==== Source excerpt ====

From there the psychedelia begins. It's a long, strange trip - but the scenery is all pretty familiar. Some of the costumes are vividly outrageous and the score by Howard Shore is a perfect cacophony of screeches, gongs and exotic interludes. But The Cell locks itself into so many empty characters and flimsy backstories (turns out Carl was a mean guy because he had a mean Daddy) you almost wish the screenwriter had locked himself in a room for another few weeks and done right by us all.
Grade: C
Way of the Gun
By Greg Walton Review Film Critic
It'd be a cop-out to dismiss Way of the Gun as another Tarantino test-tube baby, especially since Pulp Fiction is more than half a decade in the distance. And writer/director Christopher McQuarrie has his own Oscar on display for The Usual Suspects, the tough talkin' gangster mystery from '95. Besides, the anti-heroes of Way of the Gun shoot people with a straight face, sparing us most of the pop-culture sarcasm that was the big T's trademark.
Mr. Parker (Ryan Phillippe) and Mr. Longbaugh (Benicio Del Toro, who looks more like Humphrey Bogart every day) are not nice people. They punch girls, shoot bystanders, and kidnap mothers-to-be like Robin (Juliette Lewis), the surrogate egg-receptacle for an aging millionaire and his trophy wife. Parker and Longbaugh's attempt at collecting the ransom is constantly thwarted by a quirky cast of bodyguards and bag-men, including Taye Diggs and James Caan. After some disappointingly predictable plot twists, the whole affair comes down to a wild west shoot-out in a Mexican brothel; blood, guts, and gunsmoke piled on thicker than a Gordita.
McQuarrie's priorities are script first, film second; which results in an ensemble piece where everyone, even the boring characters, get a couple primo lines. In some cases, particularly Caan as an old-school gangster caught between family and business loyalties, the results are genuinely powerful and honestly emotional. But more often, it feels like Way of the Gun sacrifices its central outlaws for some pseudo-spiritual high purpose- drowning in lackluster subplots and showboating screenwriter voice-overs.
Attention to detail and subtle character shading should be expected from the man who invented Keyser Soze, but McQuarrie is also surprisingly adept as an action director - cutting his shoot'em up scenes with an inspired, guttural glory. He brands Phillippe and Del Toro as icons of cool detachment, adrift in a world where the good guys don't always win...and neither does the bad guys. It's nihilism, country style.

==== Given information ====

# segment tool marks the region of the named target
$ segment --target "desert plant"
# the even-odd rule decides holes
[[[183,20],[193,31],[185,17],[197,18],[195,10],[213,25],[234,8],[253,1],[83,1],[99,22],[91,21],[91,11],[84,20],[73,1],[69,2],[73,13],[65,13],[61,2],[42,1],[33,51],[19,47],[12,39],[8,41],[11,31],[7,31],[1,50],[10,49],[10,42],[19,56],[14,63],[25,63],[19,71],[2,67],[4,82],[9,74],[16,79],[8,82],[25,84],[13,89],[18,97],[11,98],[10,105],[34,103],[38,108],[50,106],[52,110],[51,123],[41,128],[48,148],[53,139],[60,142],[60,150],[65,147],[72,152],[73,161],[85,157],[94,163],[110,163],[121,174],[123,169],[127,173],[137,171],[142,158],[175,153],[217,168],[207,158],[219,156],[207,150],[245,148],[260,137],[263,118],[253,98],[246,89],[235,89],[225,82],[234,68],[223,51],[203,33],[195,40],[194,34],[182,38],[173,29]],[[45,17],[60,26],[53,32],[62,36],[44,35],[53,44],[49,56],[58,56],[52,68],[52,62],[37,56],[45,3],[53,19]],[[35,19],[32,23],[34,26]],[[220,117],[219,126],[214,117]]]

====

### [Exercise tasks]
**a.** According to the film reviews, who wrote and directed Way of the Gun?
**b.** Extend the film reviews past their final sentence.
The data are separate material, independent of the film reviews.

### [Per-task outputs]
**a.** Christopher McQuarrie

**b.**
Ultimately, Way of the Gun gets so caught up in its thematic cultural dissection - in a nutshell: the savages of society are still more civilized than the so-called civilians - there's not much room for anything else. It's almost a movie to remember. With too many flaws to forgive or forget.
Grade: B-
Highlander: Endgame
By Greg Walton Review Film Critic
Highlander has morphed itself from an overblown 80's rock opera into a cult with clout, spawning three sequels and two syndicated TV shows. But just about anything fits the cult demographic nowadays - watch out for midnight screenings of Battlefield Earth coming soon to an art house near you.
Highlander hooks its fans with swordplay, soap opera romanticism, and the continuing adventures of Connor McLeod, one of a race of immortals who roam the earth hacking each other's head off in pursuit of the ultimate prize - probably a big screen TV.
Endgame brings together Conner (Christopher Lambert, rough-hewn Highlander from the films) and Duncan McLeod (Adrian Paul, heartthrob Highlander from television) to face off against a supercharged immortal with ties to their past. There's some hot-roddin' heavies on the loose, a plethora of rather routine swordfights, and more beheadings than a block party briss. But Endgame primarly consists of fuzzy flashbacks, emphasizing the Doesn't it suck to live forever theme that passes for a plot.
Most of the action arises out of some complicated character development non-fans might have a hard time following. Even so, you've got to respect the straight face first time director Doug Aarniokoski puts on all this mythical mopiness. Several scenes (particularly Duncan's forced initiation of his wife into the immortal fold) truly succeed in folding the series' strengths with the film's spectacle. Enough to sell a few more Kitana swords on QVC anyway.